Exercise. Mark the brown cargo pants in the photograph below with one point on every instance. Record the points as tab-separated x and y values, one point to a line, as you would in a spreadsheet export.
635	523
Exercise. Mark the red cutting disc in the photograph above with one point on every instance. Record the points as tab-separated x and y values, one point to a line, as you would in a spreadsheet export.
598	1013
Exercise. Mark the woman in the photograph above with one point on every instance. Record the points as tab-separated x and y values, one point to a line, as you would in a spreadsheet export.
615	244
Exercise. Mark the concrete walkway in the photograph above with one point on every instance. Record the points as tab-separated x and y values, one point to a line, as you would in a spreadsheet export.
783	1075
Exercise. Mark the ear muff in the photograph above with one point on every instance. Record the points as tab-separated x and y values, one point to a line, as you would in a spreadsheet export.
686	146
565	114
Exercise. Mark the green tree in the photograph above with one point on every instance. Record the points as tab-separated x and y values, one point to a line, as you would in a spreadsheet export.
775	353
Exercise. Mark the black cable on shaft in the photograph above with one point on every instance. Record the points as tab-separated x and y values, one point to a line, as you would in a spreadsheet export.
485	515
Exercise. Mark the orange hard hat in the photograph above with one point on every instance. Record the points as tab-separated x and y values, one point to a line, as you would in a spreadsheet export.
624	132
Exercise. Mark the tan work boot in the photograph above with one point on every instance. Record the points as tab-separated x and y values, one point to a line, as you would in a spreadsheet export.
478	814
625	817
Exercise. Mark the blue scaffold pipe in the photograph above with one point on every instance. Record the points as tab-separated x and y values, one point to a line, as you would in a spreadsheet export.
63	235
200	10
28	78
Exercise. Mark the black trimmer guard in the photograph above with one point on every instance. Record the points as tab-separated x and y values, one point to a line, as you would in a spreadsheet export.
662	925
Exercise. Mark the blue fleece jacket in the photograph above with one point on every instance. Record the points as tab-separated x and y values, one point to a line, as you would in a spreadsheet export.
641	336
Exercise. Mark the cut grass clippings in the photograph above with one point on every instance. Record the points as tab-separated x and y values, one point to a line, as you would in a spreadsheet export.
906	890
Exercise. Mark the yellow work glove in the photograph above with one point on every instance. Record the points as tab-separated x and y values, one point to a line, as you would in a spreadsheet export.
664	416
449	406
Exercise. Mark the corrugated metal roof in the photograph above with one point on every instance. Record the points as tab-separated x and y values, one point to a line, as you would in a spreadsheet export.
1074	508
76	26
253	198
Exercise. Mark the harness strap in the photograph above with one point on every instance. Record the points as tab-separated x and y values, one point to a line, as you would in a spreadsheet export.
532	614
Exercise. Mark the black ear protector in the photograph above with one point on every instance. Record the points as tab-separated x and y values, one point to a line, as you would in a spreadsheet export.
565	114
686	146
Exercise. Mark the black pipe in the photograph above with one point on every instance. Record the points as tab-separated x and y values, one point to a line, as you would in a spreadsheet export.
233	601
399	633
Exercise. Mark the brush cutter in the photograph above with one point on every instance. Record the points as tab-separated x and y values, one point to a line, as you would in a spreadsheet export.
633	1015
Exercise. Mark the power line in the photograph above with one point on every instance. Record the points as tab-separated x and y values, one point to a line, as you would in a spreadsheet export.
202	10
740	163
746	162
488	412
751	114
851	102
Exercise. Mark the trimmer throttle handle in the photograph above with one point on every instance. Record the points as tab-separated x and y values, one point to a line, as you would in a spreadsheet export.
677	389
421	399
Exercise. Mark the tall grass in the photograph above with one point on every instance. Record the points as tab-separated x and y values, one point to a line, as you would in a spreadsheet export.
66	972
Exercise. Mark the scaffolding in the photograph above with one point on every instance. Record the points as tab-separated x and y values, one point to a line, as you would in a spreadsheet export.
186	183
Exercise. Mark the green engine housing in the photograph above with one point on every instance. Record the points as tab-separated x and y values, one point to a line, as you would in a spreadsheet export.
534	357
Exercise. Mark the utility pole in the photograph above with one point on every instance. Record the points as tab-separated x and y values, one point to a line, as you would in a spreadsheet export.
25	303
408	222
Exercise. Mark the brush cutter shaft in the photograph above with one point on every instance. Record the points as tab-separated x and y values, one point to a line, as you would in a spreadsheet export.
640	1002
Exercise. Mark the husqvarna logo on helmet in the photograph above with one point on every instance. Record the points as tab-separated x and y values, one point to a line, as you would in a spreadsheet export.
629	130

* * *

WHAT YOU ARE ASKED TO DO: Give back, exactly as written, the lines from the one with "Exercise. Mark the brush cutter shaft" to the last line.

TASK RESPONSE:
Exercise. Mark the brush cutter shaft in the photograph above with one point on every instance. Record the points as tab-separated x and y values, one point to a line, as you would in a spreadsheet export.
640	1002
Exercise. Mark the husqvarna logo on helmet in the photograph above with one point on every instance. Record the points as tab-separated x and y values, one point to a line, as you would in a spreadsheet export.
629	130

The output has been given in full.